# Work required:
Copy the material from its start through the line containing "xmin=140 ymin=73 xmax=146 ymax=77", changing "previous pass" to "earlier pass" and keeping all else the same.

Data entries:

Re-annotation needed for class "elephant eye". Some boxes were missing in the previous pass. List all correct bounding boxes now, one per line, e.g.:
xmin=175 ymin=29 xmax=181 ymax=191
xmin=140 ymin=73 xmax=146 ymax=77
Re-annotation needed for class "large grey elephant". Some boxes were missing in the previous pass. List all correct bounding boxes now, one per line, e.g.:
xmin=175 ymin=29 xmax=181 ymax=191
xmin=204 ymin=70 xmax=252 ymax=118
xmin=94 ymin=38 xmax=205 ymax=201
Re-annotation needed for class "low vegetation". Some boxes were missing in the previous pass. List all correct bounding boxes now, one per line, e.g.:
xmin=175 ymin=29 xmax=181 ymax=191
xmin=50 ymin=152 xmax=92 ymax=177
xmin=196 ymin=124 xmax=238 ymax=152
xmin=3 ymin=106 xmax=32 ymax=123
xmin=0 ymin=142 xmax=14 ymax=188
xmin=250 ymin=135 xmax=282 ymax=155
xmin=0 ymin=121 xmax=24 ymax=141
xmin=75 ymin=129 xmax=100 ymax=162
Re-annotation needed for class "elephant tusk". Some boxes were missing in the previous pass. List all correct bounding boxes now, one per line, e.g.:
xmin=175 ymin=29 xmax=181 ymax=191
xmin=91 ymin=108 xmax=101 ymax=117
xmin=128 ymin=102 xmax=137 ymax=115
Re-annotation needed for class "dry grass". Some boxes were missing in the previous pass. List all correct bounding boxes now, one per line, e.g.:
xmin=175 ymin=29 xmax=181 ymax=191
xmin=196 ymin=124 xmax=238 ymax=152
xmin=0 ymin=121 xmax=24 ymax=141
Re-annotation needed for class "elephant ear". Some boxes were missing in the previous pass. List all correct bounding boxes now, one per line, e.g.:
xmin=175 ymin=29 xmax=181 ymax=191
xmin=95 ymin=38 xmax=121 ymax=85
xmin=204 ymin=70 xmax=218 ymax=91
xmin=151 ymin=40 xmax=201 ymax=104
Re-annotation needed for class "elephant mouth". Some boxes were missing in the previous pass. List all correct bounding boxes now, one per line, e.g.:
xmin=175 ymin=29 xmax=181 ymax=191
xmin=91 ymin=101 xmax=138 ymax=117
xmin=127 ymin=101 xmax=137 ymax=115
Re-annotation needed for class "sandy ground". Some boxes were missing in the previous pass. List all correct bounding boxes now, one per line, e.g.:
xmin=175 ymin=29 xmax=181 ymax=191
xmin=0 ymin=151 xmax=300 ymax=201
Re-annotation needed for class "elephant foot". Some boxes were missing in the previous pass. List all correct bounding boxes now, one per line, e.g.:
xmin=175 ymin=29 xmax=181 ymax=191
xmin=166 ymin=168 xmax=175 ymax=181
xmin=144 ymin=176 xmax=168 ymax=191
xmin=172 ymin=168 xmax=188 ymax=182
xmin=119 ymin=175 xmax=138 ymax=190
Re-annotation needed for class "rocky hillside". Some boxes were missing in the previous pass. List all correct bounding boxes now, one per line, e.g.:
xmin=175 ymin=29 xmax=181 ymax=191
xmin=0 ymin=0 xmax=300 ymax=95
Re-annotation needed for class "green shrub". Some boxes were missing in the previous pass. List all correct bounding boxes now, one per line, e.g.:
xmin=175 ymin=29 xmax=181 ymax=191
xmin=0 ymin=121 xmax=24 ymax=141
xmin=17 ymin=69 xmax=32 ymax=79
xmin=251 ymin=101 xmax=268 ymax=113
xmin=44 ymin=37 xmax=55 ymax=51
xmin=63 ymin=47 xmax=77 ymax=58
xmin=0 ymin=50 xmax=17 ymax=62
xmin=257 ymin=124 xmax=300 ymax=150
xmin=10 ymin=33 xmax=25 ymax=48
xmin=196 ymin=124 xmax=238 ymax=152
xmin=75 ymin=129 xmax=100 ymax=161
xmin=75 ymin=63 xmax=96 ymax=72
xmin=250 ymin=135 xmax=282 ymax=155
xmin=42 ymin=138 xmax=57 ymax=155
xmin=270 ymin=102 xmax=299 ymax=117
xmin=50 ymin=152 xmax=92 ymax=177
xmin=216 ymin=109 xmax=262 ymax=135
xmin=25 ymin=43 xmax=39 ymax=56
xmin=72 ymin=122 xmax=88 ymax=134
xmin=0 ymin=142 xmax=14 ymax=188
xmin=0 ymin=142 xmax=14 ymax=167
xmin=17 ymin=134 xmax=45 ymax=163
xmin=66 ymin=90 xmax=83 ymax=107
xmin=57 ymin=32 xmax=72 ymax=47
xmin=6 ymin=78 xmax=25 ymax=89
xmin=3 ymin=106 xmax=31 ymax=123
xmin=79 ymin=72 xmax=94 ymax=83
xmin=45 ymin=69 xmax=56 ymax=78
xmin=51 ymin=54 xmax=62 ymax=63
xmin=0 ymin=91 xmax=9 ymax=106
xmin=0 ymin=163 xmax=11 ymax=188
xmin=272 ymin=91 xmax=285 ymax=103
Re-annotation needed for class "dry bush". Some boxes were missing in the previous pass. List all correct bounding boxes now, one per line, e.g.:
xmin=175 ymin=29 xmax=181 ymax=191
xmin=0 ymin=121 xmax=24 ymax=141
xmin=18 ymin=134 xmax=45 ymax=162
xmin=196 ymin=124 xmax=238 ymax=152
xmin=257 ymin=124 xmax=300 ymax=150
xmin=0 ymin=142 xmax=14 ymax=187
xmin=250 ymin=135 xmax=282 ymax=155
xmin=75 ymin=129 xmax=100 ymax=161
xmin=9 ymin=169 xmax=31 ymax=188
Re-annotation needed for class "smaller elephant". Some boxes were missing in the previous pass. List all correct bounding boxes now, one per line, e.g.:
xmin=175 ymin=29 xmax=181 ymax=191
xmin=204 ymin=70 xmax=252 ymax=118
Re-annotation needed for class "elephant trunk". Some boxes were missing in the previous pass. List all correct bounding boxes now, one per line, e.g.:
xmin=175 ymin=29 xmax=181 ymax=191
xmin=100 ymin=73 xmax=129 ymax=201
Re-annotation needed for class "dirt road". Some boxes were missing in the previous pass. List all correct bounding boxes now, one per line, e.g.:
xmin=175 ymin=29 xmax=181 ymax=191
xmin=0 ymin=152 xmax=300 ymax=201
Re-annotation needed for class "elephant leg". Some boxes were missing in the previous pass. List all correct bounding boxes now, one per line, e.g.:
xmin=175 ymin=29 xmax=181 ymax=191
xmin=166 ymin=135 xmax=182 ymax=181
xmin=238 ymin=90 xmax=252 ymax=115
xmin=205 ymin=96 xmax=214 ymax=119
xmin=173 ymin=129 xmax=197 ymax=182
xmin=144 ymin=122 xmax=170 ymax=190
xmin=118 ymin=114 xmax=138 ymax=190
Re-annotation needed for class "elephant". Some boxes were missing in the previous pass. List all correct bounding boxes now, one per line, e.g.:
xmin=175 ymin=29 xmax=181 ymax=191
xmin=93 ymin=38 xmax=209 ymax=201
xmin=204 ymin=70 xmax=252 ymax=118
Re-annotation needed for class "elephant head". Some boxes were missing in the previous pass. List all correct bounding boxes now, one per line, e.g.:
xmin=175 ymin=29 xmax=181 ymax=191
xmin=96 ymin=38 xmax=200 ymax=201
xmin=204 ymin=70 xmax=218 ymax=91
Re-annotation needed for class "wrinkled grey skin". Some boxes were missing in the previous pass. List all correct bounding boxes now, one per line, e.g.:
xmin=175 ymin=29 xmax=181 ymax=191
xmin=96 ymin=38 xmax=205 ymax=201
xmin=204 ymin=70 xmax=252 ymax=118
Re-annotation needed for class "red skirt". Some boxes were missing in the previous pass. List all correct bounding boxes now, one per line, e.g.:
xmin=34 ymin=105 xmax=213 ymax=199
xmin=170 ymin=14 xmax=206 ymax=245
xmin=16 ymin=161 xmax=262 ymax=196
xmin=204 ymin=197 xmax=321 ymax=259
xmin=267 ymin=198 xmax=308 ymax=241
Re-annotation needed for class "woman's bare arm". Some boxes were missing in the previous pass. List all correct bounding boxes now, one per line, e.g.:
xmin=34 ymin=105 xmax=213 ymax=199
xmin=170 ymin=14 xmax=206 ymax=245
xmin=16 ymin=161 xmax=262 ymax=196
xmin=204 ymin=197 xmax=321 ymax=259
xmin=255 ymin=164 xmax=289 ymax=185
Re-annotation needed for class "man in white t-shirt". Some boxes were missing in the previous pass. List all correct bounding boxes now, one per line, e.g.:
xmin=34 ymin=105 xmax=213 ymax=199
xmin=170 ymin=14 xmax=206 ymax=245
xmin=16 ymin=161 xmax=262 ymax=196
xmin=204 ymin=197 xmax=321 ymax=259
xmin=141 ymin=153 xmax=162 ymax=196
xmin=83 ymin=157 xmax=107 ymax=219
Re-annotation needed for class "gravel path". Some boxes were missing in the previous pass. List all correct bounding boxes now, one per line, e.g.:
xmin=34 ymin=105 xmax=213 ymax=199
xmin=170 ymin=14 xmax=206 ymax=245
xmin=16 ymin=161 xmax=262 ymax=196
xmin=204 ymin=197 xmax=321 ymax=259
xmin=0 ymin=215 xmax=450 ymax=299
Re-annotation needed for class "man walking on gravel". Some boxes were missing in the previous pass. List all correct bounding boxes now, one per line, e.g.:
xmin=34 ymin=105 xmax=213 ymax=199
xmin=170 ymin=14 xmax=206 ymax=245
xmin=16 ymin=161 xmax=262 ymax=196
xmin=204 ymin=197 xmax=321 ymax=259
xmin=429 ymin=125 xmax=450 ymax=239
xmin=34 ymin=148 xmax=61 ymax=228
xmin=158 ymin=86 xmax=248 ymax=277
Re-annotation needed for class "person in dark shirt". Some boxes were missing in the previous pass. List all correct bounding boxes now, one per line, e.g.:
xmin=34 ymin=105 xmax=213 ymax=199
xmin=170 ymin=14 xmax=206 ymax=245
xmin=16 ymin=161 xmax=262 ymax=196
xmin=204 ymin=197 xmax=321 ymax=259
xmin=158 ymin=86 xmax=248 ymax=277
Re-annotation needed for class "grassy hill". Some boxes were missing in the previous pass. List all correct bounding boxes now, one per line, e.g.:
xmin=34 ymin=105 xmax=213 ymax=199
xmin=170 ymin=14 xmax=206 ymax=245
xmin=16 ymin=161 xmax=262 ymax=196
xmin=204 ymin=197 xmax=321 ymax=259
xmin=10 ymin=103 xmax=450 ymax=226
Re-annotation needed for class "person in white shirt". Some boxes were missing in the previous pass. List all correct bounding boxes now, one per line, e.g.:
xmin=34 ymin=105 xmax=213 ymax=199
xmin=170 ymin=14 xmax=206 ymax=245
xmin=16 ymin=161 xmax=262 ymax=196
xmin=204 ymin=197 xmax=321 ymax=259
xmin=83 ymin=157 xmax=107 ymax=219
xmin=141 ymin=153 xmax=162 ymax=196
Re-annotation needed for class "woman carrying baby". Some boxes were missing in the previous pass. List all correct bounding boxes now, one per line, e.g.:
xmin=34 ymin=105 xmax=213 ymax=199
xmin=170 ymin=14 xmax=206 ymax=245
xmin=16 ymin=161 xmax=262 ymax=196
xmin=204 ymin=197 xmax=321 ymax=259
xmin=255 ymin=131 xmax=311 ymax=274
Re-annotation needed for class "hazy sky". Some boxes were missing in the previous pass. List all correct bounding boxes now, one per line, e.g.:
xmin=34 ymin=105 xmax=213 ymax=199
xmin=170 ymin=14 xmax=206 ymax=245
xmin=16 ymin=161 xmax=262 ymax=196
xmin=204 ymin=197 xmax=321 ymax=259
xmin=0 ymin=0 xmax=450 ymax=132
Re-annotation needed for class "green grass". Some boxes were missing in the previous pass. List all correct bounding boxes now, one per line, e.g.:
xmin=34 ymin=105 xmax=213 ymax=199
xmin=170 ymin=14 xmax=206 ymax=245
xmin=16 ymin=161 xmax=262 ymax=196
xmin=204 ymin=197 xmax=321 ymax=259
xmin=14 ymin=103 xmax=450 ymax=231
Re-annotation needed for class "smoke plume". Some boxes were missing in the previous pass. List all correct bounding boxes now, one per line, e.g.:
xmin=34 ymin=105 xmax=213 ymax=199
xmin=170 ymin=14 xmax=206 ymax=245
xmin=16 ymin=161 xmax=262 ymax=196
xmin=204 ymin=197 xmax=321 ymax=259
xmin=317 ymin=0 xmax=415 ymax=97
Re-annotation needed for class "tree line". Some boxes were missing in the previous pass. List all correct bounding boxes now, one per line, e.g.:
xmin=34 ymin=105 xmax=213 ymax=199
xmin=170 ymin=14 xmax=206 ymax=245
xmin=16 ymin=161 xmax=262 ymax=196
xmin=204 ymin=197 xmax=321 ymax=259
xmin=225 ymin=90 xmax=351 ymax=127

# Reply:
Re-annotation needed for class "elephant eye". Some boxes were missing in the earlier pass. List all correct bounding boxes now, one per line, e.g.:
xmin=175 ymin=29 xmax=181 ymax=191
xmin=140 ymin=73 xmax=146 ymax=77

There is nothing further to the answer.